--- Input data ---

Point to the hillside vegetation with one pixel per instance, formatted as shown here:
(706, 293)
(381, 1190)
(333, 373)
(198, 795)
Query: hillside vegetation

---

Find the word "vegetation" in the entries above and gather every line that holds it.

Point to the hillside vegetation with one pixel per instance, formatted as shown here:
Query: hillside vegetation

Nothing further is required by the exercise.